▼▼▼
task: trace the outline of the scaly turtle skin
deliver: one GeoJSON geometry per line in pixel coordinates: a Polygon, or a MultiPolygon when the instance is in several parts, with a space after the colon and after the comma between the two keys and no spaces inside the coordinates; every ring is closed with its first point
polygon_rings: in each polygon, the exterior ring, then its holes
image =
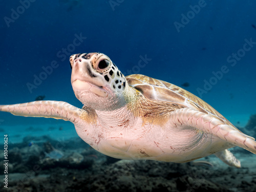
{"type": "Polygon", "coordinates": [[[254,138],[183,89],[142,75],[125,78],[101,53],[73,55],[70,64],[82,109],[37,101],[0,105],[0,111],[70,121],[85,142],[117,158],[183,163],[215,154],[239,167],[227,148],[239,146],[256,153],[254,138]]]}

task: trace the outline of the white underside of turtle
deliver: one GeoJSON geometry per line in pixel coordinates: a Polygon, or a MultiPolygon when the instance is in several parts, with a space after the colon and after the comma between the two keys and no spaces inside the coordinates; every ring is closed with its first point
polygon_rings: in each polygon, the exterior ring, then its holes
{"type": "Polygon", "coordinates": [[[70,63],[82,109],[36,101],[0,105],[0,111],[70,121],[92,147],[120,159],[183,163],[214,154],[240,167],[228,148],[238,146],[256,154],[254,138],[181,88],[142,75],[124,77],[102,53],[73,55],[70,63]]]}

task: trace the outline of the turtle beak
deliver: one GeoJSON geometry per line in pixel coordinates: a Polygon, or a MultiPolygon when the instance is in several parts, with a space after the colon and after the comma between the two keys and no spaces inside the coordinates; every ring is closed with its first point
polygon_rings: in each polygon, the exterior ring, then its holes
{"type": "MultiPolygon", "coordinates": [[[[72,67],[71,84],[75,91],[90,91],[98,95],[108,96],[103,87],[105,82],[101,75],[92,68],[91,59],[85,59],[79,55],[73,55],[70,58],[72,67]]],[[[83,55],[83,54],[82,54],[83,55]]],[[[91,57],[90,57],[91,58],[91,57]]]]}

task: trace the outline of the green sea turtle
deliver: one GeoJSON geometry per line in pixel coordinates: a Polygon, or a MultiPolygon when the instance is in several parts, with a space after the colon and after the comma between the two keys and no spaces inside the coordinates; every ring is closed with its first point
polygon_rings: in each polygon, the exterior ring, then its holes
{"type": "Polygon", "coordinates": [[[239,146],[256,153],[253,138],[181,88],[142,75],[124,77],[102,53],[73,55],[70,64],[82,109],[36,101],[0,105],[0,111],[70,121],[85,142],[116,158],[183,163],[214,154],[239,167],[227,148],[239,146]]]}

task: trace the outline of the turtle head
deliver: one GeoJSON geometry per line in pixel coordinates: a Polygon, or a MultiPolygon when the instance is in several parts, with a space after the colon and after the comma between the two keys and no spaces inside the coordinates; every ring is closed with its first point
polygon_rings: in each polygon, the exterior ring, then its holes
{"type": "Polygon", "coordinates": [[[111,110],[125,104],[126,80],[106,55],[99,53],[70,57],[71,83],[76,97],[86,106],[111,110]]]}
▲▲▲
> _Job_:
Pick out each line of the records that contains the word "turtle", and copy those lines unchanged. Case counts, so uppercase and lowercase letters must match.

> _Full solution_:
task: trace the outline of the scaly turtle skin
task: trace the outline of the white underside of turtle
task: trace the outline of the turtle beak
task: trace the outline of the green sea turtle
task: trace the outline of the turtle head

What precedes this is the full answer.